What the exercise asks: Can you copy out every one of the records below word for word, omitting the pictures?

Records that point to named objects
☆ ☆ ☆ ☆ ☆
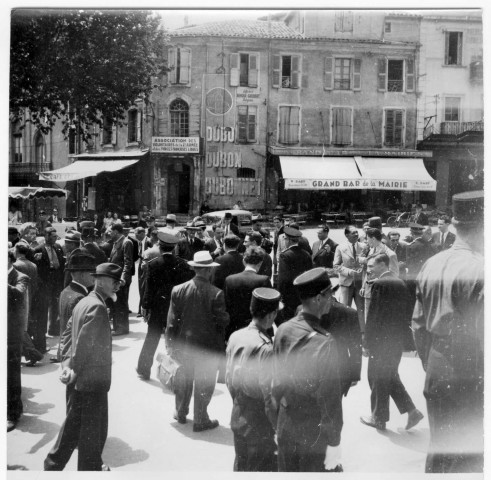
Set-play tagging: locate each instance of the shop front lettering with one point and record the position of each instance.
(223, 159)
(220, 134)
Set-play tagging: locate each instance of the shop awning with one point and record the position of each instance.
(35, 192)
(320, 173)
(395, 174)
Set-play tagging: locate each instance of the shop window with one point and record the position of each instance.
(343, 21)
(452, 109)
(179, 118)
(286, 71)
(246, 120)
(289, 125)
(394, 128)
(244, 70)
(453, 48)
(180, 66)
(342, 126)
(246, 173)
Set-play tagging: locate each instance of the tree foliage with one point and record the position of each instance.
(74, 65)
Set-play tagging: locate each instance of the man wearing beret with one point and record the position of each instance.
(163, 274)
(248, 377)
(292, 262)
(448, 325)
(89, 370)
(306, 382)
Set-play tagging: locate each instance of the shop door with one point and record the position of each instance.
(178, 191)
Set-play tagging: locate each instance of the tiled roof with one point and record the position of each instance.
(238, 28)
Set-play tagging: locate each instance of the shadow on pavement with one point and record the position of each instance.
(220, 435)
(118, 453)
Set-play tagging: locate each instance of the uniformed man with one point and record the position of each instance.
(448, 324)
(292, 262)
(164, 272)
(306, 382)
(248, 378)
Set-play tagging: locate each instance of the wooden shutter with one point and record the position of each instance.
(382, 74)
(253, 70)
(234, 69)
(296, 71)
(185, 66)
(276, 77)
(410, 75)
(328, 75)
(172, 61)
(357, 74)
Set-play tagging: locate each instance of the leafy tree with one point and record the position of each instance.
(73, 65)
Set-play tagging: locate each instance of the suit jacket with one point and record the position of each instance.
(238, 293)
(122, 255)
(17, 285)
(345, 264)
(230, 263)
(449, 241)
(91, 346)
(197, 316)
(389, 315)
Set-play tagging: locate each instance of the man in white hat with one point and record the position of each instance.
(194, 337)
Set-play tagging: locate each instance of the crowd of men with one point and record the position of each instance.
(273, 319)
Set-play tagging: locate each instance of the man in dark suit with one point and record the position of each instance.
(17, 284)
(293, 262)
(386, 328)
(239, 287)
(443, 239)
(323, 250)
(51, 265)
(163, 273)
(88, 368)
(229, 263)
(121, 255)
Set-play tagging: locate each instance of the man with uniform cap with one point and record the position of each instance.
(448, 325)
(194, 337)
(306, 383)
(292, 262)
(89, 370)
(163, 273)
(248, 377)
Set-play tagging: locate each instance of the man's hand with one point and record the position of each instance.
(333, 457)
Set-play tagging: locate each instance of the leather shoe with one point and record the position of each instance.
(371, 422)
(413, 418)
(209, 425)
(180, 418)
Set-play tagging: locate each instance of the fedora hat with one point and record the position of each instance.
(202, 259)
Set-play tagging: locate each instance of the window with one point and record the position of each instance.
(180, 65)
(286, 71)
(452, 109)
(394, 128)
(179, 118)
(17, 148)
(289, 125)
(342, 125)
(246, 119)
(343, 22)
(244, 70)
(134, 126)
(396, 75)
(453, 48)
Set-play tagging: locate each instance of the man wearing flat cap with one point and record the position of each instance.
(194, 337)
(292, 262)
(248, 377)
(88, 368)
(163, 274)
(448, 325)
(306, 382)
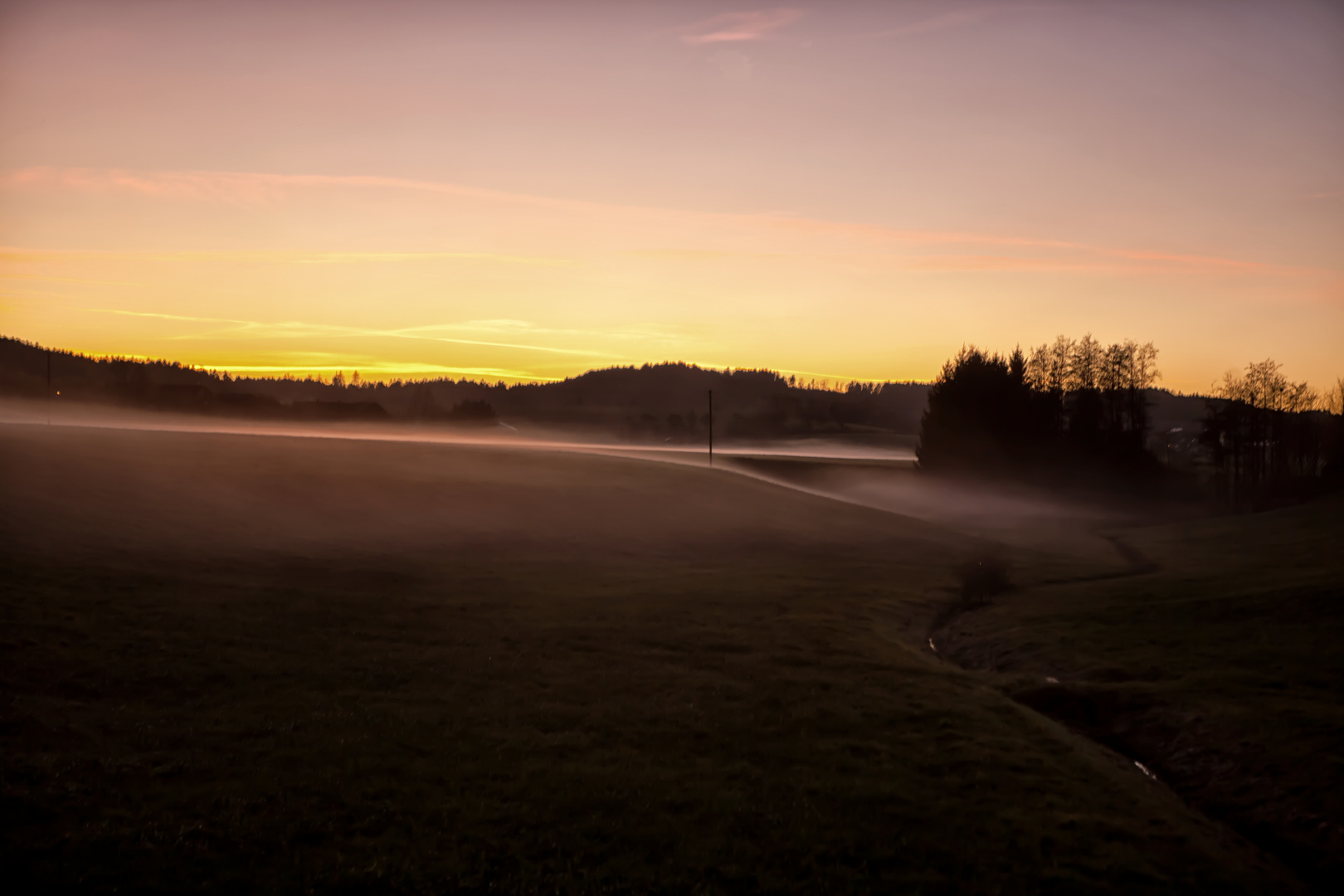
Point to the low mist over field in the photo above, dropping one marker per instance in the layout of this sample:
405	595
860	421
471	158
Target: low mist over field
671	448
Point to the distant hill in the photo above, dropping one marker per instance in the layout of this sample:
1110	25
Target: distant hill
654	402
650	402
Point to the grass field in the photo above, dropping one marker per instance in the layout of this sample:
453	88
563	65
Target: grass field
1220	664
312	665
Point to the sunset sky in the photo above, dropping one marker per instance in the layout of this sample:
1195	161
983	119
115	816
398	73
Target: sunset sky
533	190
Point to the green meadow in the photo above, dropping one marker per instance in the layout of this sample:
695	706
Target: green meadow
270	664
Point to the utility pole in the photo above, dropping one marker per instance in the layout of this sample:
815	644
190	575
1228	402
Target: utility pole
711	427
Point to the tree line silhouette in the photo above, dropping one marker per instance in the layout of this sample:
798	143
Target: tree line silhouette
652	402
1269	438
1081	409
1073	405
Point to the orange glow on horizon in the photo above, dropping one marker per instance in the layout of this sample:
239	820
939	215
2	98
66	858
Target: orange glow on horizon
457	191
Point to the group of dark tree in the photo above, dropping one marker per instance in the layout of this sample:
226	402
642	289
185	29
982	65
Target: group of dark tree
1268	437
1077	407
1073	405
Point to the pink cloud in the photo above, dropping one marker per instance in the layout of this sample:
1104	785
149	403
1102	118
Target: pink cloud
757	24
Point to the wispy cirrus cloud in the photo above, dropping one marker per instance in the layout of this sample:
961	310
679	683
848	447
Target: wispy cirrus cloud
754	24
236	328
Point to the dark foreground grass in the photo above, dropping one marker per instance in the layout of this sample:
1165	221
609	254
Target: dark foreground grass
240	664
1220	665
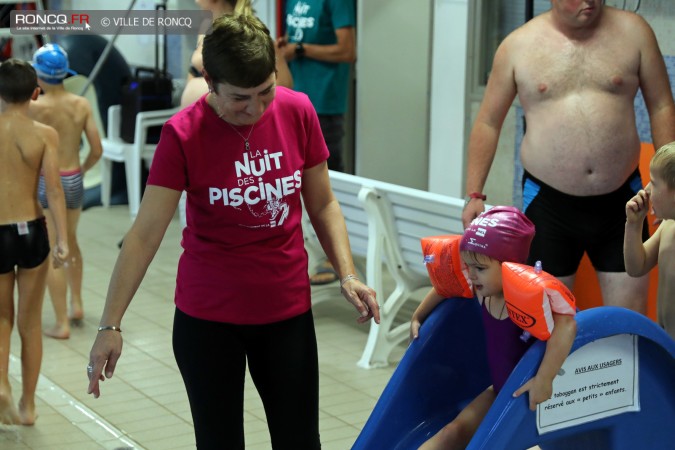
☆ ☆ ☆ ☆ ☆
Result for this exercise:
Set-play tagging: locate each instance of the shop front lettering with one point and record the position of each instance.
(223, 159)
(220, 134)
Set-play tagging: locate each instance of the shop awning with one point and record the position of each instance.
(35, 192)
(320, 173)
(395, 174)
Set-play tagging: locate each instance of the shop window with one point and record the position of each instance.
(343, 21)
(452, 109)
(179, 118)
(286, 71)
(246, 120)
(289, 125)
(394, 128)
(244, 70)
(453, 48)
(180, 66)
(342, 126)
(246, 173)
Set-play tagging: locate each instance of the tree foliage with one point and record the position of each instance.
(74, 65)
Set-play tagging: locate each instance of the man wearing beret with one point and record the position of each instance.
(163, 274)
(248, 377)
(292, 262)
(448, 325)
(89, 370)
(306, 382)
Set-play tagging: locate each instance of the shop door with one point and record the position of each instance.
(178, 191)
Set-play tagging: locate each instance of the tiled roof with one point and record the position of each instance.
(238, 28)
Set-play tagging: locate each instance of the shadow on pavement with one point and record the position of each instance.
(220, 435)
(118, 453)
Set-play tagging: locate each instance of the uniformed man with one point and record the position of each instance.
(448, 324)
(292, 262)
(164, 272)
(306, 382)
(248, 378)
Set-play tagging: locate each instance of the wooden shutter with one point and record the position of each instance.
(382, 74)
(253, 70)
(234, 69)
(296, 71)
(185, 66)
(276, 77)
(410, 75)
(328, 75)
(172, 61)
(357, 74)
Set-play tagging: locate each instance of the leafy tree with one point and record the position of each instance.
(73, 65)
Set-play tagging: locate each instance of the suit jacket with one point and record the position of each instance.
(238, 293)
(122, 255)
(17, 285)
(345, 264)
(230, 263)
(449, 241)
(91, 346)
(197, 316)
(389, 315)
Set-play tagging: locate each instance of the man in white hat with one point and record the position of each instance.
(194, 337)
Set-play tagging: locate each instance of the crowd of men with one point and record the position of each instance.
(273, 319)
Set-play tagging: locate each instance of the man in dark suit with one point and record the position of each instance.
(17, 284)
(293, 262)
(386, 328)
(239, 287)
(443, 239)
(323, 250)
(51, 265)
(163, 273)
(88, 368)
(229, 263)
(121, 255)
Set-play tagging: locate each instance of the man with uniform cap with one point and record the position of each instance.
(448, 325)
(194, 337)
(306, 383)
(292, 262)
(89, 370)
(163, 273)
(248, 377)
Set-play tagging: locate each instance of the man's hand with one point and record the position of each instance.
(333, 457)
Set-play tagging: locate each instance of the leather shoe with one point and record the position of each instance.
(371, 422)
(413, 418)
(209, 425)
(180, 418)
Set-play tagging: locate each instance of the fedora hat with one point and record the position of each instance.
(202, 259)
Set-play tagging: locate each instance of the window with one point and record the position of each instance.
(180, 65)
(286, 71)
(452, 109)
(394, 128)
(179, 118)
(17, 148)
(289, 125)
(342, 125)
(246, 119)
(343, 22)
(244, 70)
(134, 126)
(396, 75)
(453, 48)
Set-play tagging: locate each instance of the man wearing flat cap with one point and record the position of each instance.
(194, 337)
(292, 262)
(248, 377)
(88, 368)
(163, 274)
(448, 325)
(306, 382)
Point to the low mist over field in the photo above, dropping one marker per instance in the layout of this sample:
405	595
860	421
471	158
Target: low mist over field
671	448
Point to the distant hill in the photo above, dropping one marker per instance in the layout of this sample:
1110	25
Target: distant hill
654	402
650	402
Point to the grass field in the photo above, dropping one marker per instance in the layout of this sample:
453	88
563	65
Target: grass field
1220	664
312	665
Point to the sunset sky in the photo above, dropping one marker per instance in the layout of this sample:
1195	161
983	119
115	816
398	73
Target: sunset sky
533	190
Point to the green meadow in the photo above, dropping one marker per instance in the layout of this sample:
695	706
Target: green meadow
270	664
Point to the utility pole in the photo above, dropping one marker per instance in the layout of this sample:
815	644
190	575
1228	402
Target: utility pole
711	427
Point to the tree line silhouette in the photo above, dropping one marker per instance in the layout of this sample:
798	143
Target: tree line silhouette
652	402
1269	438
1081	409
1073	405
Point to the orange glow on horizon in the photo above, dropping one marker per instance in the layout of this sample:
239	820
939	215
2	98
66	858
Target: orange glow on horizon
457	191
Point to the group of dark tree in the photo above, dropping one marker per instance in the layout of this sample:
226	402
642	289
185	29
982	65
Target: group of dark tree
1268	437
1077	407
1073	405
Point to the pink cloud in the photo above, dropping one marker per instance in the layout of this sample:
1104	785
149	403
1102	118
Target: pink cloud
757	24
Point to the wispy cirrus cloud in the photo above, dropping one marker per instance in the layout of this sample:
961	310
679	683
848	447
Target: wispy cirrus cloud
754	24
236	328
Point to the dark foreground grass in the photo above, dropping one marker per instance in the layout of this sample:
1165	221
609	254
Target: dark foreground grass
240	664
1220	665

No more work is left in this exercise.